# AIM OF THE EXERCISE
Could you write out every entry exactly as it stands?

# RECORDS FOR THIS EXERCISE
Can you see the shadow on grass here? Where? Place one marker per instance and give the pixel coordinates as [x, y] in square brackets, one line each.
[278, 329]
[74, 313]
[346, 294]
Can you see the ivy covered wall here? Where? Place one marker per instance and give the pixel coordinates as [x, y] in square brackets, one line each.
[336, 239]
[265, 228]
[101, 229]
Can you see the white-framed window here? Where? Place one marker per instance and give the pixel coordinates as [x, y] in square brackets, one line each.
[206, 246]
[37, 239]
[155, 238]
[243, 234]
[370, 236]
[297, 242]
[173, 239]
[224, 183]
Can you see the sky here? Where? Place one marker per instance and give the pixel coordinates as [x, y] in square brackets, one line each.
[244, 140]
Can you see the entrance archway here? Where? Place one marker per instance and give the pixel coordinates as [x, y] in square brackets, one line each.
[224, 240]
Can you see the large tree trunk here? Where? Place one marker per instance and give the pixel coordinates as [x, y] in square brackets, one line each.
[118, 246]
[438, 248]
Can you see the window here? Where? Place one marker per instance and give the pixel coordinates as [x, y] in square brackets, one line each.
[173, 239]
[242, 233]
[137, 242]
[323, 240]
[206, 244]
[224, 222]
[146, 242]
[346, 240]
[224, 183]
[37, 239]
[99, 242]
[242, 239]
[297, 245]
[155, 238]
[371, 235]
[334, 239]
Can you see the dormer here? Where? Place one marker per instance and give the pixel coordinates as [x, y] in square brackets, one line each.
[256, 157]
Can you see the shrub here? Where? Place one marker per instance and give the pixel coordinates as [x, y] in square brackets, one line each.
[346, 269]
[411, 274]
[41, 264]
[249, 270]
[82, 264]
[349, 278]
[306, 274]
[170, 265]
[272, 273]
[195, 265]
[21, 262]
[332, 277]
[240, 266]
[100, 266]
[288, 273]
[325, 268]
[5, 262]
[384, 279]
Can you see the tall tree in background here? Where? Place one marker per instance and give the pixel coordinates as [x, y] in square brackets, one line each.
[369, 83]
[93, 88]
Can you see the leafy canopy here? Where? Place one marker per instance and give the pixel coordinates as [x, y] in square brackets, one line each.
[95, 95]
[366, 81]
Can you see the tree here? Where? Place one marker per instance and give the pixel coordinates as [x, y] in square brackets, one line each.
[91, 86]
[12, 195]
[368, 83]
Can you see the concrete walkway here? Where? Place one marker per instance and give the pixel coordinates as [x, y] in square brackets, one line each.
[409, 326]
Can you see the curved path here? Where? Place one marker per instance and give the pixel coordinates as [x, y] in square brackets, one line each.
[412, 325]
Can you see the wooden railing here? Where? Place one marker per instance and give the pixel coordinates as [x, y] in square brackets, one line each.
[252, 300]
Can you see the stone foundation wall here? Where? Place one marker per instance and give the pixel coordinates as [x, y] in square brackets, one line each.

# RESULT OF THE EXERCISE
Can you see the shadow on grass here? Where? Place one marker per instance and give the pixel coordinates as [x, y] in square brackets, one line each.
[278, 329]
[74, 313]
[346, 294]
Can you see the ivy covered wall here? Where? Place one marker per instance and give the pixel coordinates as [x, y] in square brackets, one line each.
[336, 239]
[265, 228]
[101, 229]
Can you see the white-framed window here? Where? Place one marker per instance and give the pixel coordinates as [x, y] in square brackets, one line each.
[206, 246]
[37, 239]
[155, 238]
[243, 234]
[370, 236]
[297, 242]
[173, 239]
[224, 183]
Can you see the sky here? Where? Place one marker per instance and give the pixel coordinates as [x, y] in square brackets, one line each.
[244, 140]
Can you see the entrance archway here? Where? Place one marker per instance and give the pixel coordinates as [x, y] in square brackets, one line each.
[224, 240]
Can you see the large tree trunk here? Where? Place one marker per instance and give the pixel coordinates as [x, y] in square brackets, one line each.
[118, 246]
[438, 248]
Can you see the window here? Where? Place one marker per instance and give the pixel coordinates as [x, y] in square brackets, one line each.
[173, 239]
[242, 233]
[137, 242]
[323, 240]
[206, 244]
[224, 222]
[146, 242]
[346, 240]
[224, 183]
[37, 239]
[99, 242]
[242, 239]
[297, 245]
[155, 238]
[371, 235]
[334, 239]
Can you see the dormer here? Where? Place one marker per instance and give the pixel coordinates as [x, y] in square brackets, one line each.
[256, 157]
Can you see the shrub here? Where? Place one marker per instance and give the pixel coordinates as [x, y] in square brackets, one line each.
[346, 269]
[411, 274]
[41, 264]
[249, 270]
[82, 264]
[349, 278]
[306, 274]
[170, 265]
[272, 273]
[195, 265]
[21, 262]
[332, 277]
[240, 266]
[100, 266]
[288, 273]
[325, 268]
[5, 262]
[384, 279]
Can you see the tall tree in background here? Where? Place one marker per instance and give the pixel coordinates as [x, y] in square brackets, one line each.
[369, 83]
[93, 88]
Can you see the leafy canopy here? Where? Place one marker per instance and give the pixel coordinates as [x, y] in square brackets, one line each.
[95, 95]
[366, 81]
Can you see the tree here? Where? Place one marker per instance and give the pixel coordinates as [x, y] in square brackets, one line each.
[91, 86]
[12, 195]
[368, 83]
Can you see the concrete walkway here? Where? Place one marker per instance and give the pixel coordinates as [x, y] in square brackets, one line each.
[409, 326]
Can you see the curved path here? Where? Place one marker per instance and give the pixel coordinates as [x, y] in square brackets, one line each.
[412, 325]
Can you see the wooden railing here? Where? Place one marker per instance and give the pixel coordinates as [x, y] in square brackets, one line each.
[252, 300]
Can you see the stone foundation wall here? Where? Place one marker per instance and give the pixel coordinates as [x, y] in square brackets, one line each.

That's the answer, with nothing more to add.